--- START ---

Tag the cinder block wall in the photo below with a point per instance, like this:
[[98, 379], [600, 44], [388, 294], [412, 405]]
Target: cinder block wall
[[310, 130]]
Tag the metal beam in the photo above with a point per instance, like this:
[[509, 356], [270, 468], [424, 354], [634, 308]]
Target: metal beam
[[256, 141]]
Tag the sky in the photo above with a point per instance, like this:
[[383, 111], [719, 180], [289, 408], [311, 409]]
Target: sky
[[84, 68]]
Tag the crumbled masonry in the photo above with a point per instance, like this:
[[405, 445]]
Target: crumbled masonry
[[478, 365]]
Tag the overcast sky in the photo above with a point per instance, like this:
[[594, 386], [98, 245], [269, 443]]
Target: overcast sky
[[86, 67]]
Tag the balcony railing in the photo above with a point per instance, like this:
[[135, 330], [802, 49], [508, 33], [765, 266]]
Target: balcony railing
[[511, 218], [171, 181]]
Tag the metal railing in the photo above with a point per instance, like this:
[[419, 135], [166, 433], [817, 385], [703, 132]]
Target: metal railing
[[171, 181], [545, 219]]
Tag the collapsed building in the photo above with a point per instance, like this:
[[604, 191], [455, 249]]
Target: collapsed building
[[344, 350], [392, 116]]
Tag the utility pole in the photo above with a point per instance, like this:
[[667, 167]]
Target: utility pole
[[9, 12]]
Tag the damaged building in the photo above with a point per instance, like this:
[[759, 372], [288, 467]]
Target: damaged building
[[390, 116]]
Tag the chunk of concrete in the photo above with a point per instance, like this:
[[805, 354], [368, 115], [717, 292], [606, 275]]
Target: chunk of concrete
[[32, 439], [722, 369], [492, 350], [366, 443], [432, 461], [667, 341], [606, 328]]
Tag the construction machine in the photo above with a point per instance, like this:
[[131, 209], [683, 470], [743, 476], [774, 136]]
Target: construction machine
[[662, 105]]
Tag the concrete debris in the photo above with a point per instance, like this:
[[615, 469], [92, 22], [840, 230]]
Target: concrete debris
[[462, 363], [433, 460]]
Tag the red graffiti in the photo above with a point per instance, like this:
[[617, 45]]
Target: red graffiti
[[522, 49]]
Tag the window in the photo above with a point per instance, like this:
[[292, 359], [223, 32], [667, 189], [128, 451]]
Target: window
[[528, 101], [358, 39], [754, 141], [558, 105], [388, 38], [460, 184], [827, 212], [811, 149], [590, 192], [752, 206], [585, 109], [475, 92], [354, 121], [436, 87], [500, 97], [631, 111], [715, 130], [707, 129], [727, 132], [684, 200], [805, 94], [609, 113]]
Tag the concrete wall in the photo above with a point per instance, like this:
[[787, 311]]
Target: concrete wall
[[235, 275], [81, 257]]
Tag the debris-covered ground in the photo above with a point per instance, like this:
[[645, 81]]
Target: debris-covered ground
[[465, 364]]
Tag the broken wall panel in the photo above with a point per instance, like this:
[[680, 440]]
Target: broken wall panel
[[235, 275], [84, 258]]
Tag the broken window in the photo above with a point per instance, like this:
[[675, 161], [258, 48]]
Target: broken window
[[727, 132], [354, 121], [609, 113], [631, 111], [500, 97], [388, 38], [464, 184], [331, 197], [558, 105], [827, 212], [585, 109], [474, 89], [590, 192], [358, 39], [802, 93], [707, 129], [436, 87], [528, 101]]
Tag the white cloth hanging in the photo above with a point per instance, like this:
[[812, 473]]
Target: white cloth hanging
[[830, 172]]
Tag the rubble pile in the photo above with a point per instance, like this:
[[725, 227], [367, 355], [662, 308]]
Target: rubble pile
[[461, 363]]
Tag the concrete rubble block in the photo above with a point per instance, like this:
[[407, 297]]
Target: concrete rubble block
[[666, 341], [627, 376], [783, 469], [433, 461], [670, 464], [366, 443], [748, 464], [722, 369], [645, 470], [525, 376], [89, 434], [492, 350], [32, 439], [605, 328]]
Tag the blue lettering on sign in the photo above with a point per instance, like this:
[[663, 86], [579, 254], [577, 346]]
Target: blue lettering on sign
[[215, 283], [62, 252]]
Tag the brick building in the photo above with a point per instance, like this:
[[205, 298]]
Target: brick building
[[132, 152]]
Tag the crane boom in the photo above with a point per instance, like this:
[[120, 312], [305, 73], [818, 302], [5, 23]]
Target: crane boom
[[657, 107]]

--- END ---
--- START ---

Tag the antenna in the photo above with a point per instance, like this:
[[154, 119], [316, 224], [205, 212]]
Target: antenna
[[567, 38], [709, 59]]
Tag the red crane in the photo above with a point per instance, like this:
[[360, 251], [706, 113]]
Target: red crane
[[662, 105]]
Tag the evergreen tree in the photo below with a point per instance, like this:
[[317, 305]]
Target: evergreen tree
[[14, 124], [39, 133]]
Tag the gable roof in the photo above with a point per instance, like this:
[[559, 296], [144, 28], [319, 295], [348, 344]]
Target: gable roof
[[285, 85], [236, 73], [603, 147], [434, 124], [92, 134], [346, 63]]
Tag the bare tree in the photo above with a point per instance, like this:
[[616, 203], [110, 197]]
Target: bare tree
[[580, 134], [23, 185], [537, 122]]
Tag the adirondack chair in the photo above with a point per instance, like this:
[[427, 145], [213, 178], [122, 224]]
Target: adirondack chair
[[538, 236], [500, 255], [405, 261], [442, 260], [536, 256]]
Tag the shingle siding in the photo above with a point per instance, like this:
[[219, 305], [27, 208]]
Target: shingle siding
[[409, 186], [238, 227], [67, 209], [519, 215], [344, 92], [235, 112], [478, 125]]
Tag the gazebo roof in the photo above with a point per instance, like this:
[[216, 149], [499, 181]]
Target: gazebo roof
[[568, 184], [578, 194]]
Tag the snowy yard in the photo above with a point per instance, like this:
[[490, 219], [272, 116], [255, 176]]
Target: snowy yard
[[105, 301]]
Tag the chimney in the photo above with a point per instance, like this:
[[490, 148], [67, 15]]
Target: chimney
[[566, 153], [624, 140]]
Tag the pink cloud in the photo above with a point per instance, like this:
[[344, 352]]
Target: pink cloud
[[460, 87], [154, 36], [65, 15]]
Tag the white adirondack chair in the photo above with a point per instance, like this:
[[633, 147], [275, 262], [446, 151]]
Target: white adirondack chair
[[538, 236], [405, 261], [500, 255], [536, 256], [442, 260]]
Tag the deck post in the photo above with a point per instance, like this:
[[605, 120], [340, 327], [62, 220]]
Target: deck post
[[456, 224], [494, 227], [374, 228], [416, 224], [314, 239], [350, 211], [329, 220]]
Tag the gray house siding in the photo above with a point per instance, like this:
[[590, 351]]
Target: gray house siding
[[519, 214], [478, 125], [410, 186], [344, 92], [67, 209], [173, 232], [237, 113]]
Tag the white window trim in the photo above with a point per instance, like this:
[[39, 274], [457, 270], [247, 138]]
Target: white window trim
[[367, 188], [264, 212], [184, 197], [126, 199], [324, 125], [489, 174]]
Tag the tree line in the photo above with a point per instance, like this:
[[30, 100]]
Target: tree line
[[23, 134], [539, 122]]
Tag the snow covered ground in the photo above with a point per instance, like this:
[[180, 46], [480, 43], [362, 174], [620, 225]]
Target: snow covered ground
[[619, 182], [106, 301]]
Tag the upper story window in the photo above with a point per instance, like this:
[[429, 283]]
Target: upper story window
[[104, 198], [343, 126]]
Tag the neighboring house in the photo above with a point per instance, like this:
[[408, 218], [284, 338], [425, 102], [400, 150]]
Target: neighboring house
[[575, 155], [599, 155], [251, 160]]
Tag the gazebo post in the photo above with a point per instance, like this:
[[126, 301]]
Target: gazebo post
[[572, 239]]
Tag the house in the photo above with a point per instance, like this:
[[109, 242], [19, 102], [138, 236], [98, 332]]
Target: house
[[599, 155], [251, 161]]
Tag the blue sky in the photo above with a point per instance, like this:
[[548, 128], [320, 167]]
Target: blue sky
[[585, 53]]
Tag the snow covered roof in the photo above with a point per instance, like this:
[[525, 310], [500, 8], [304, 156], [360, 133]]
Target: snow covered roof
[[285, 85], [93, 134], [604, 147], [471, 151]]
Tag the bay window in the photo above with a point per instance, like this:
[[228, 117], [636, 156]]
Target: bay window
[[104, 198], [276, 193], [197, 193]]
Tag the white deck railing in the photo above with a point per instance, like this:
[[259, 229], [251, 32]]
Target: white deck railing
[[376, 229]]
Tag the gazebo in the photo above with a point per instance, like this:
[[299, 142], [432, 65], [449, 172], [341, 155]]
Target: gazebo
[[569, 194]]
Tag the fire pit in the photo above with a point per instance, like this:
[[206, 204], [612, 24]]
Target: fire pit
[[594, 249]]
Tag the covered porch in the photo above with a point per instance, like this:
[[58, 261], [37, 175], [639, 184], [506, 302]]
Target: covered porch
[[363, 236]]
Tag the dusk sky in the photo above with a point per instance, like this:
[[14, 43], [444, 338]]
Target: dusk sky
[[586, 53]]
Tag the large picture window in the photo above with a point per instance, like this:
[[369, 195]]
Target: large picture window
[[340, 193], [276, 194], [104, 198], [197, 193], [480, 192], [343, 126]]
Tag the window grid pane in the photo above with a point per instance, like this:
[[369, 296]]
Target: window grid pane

--- END ---

_Exercise aim_:
Format everything above from the line containing "Tag the rubble" down to the line containing "[[657, 107]]", both included, as a Markdown table with columns "No." and "Text". Give each line its own numbered row and skip any blank lines.

_Solution below_:
| No. | Text |
|---|---|
| 1 | Tag the rubble pile in the photo above with a point per instance, like this: |
| 2 | [[725, 227], [367, 355], [662, 308]] |
| 3 | Target: rubble pile |
| 4 | [[461, 363]] |
| 5 | Tag the concrete rubble block in the photo above with a point per instance, like this: |
| 6 | [[407, 297]] |
| 7 | Target: concrete rubble block |
| 8 | [[666, 341], [627, 376], [783, 469], [433, 461], [670, 464], [366, 443], [748, 464], [722, 369], [645, 470], [525, 376], [89, 434], [492, 350], [32, 439], [605, 328]] |
| 9 | Tag the blue lettering on sign in the photo above with a point per instance, like this: |
| 10 | [[663, 86], [579, 254], [577, 346]] |
| 11 | Target: blue lettering on sign |
| 12 | [[215, 283], [62, 252]] |
| 13 | Tag the brick building in the photo above with a point per instance, like this: |
| 14 | [[205, 298]] |
| 15 | Target: brick building |
| 16 | [[132, 152]] |
| 17 | Tag the crane boom in the photo above with a point per instance, like this: |
| 18 | [[120, 312], [305, 73], [818, 302], [5, 23]] |
| 19 | Target: crane boom |
| 20 | [[657, 107]] |